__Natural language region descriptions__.
===============
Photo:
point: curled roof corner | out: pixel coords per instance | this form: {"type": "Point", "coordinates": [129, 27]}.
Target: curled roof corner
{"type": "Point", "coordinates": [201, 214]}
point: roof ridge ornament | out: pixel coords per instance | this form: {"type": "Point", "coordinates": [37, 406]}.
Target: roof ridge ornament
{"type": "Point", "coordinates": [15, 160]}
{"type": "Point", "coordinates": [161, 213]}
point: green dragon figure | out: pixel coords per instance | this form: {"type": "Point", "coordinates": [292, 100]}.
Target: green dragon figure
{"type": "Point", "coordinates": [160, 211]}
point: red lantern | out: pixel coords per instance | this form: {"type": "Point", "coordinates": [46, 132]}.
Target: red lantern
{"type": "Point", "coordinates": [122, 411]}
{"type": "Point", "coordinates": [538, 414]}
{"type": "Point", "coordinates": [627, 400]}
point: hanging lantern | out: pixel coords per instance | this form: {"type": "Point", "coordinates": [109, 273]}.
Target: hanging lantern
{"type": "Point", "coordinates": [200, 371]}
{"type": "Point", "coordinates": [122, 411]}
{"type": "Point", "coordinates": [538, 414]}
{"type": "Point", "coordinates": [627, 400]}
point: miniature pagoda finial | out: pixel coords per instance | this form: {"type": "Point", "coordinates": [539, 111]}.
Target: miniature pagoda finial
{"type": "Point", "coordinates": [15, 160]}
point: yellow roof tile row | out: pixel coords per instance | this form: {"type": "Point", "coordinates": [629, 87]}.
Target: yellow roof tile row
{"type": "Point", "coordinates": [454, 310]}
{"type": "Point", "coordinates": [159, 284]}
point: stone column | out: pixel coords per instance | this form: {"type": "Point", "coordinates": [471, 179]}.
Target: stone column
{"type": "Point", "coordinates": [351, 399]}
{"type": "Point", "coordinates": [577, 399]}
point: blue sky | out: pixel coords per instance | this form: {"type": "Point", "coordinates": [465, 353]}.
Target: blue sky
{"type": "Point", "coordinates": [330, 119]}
===============
__Task goal__. A precise copy of all the records is needed.

__Answer section__.
Photo:
point: curled roof corner | out: pixel coords per instance | this form: {"type": "Point", "coordinates": [129, 27]}.
Target: curled roof corner
{"type": "Point", "coordinates": [201, 214]}
point: roof ridge ornament | out: pixel coords per instance | this form: {"type": "Point", "coordinates": [37, 406]}.
Target: roof ridge ornament
{"type": "Point", "coordinates": [15, 160]}
{"type": "Point", "coordinates": [161, 213]}
point: green dragon figure | out: pixel coords per instance | this form: {"type": "Point", "coordinates": [292, 100]}.
Target: green dragon figure
{"type": "Point", "coordinates": [160, 211]}
point: red lantern | out: pixel coords per instance | this form: {"type": "Point", "coordinates": [46, 132]}.
Target: red lantern
{"type": "Point", "coordinates": [122, 411]}
{"type": "Point", "coordinates": [538, 414]}
{"type": "Point", "coordinates": [627, 400]}
point: hanging lantern | out: pixel coords per instance | this form: {"type": "Point", "coordinates": [109, 273]}.
Target: hanging lantern
{"type": "Point", "coordinates": [200, 371]}
{"type": "Point", "coordinates": [122, 411]}
{"type": "Point", "coordinates": [538, 414]}
{"type": "Point", "coordinates": [627, 400]}
point: miniature pagoda finial | out: pixel coords per instance | this form: {"type": "Point", "coordinates": [539, 111]}.
Target: miniature pagoda finial
{"type": "Point", "coordinates": [15, 160]}
point: yellow roof tile row | out: pixel coords per instance | this form: {"type": "Point", "coordinates": [629, 87]}.
Target: yellow roof tile row
{"type": "Point", "coordinates": [454, 310]}
{"type": "Point", "coordinates": [159, 284]}
point: stone column | out: pixel coords per instance | this form: {"type": "Point", "coordinates": [471, 179]}.
Target: stone column
{"type": "Point", "coordinates": [351, 399]}
{"type": "Point", "coordinates": [577, 399]}
point: blue sky | out: pixel coords per instance | this form: {"type": "Point", "coordinates": [465, 353]}.
Target: blue sky
{"type": "Point", "coordinates": [330, 119]}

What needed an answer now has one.